(Dataset entries)
⟨
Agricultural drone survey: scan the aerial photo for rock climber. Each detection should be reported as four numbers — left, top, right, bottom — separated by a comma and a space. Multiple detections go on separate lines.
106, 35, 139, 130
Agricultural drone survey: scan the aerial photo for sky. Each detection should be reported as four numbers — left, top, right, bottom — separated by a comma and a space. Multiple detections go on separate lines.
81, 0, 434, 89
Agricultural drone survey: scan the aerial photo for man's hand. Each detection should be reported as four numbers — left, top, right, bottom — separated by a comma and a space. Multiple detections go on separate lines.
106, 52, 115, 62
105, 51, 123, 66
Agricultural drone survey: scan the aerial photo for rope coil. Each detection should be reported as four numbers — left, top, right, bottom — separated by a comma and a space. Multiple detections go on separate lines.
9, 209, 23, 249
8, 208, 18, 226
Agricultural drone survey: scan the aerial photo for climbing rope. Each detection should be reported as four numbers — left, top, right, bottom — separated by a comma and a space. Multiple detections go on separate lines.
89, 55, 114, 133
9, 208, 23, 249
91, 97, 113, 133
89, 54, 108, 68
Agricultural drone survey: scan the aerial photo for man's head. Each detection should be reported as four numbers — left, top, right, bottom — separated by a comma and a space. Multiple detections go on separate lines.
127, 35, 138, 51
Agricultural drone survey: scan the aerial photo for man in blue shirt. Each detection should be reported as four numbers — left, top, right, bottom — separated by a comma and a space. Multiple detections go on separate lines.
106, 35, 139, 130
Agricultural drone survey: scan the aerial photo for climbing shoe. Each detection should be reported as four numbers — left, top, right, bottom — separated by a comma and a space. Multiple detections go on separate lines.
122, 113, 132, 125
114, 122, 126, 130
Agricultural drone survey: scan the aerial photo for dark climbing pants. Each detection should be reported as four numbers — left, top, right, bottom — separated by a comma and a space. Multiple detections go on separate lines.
⟩
EXERCISE REQUIREMENTS
The required answer is the line with "for climbing shoe." plus every line after it to the end of the entries above, transcribed exactly.

TASK RESULT
Agricultural drone survey: scan the aerial photo for climbing shoe. Each detection should be reported as four numbers — left, top, right, bottom — separated by a comma and a space. Multiple detections go on separate lines.
122, 113, 132, 125
114, 122, 126, 130
Agricultural drone survey: scan the aerial photo for dark climbing pants. Each detection should be reported as four numbers — left, top, right, bottom — separated by a comma and a space. Multiple detections go on separate lines.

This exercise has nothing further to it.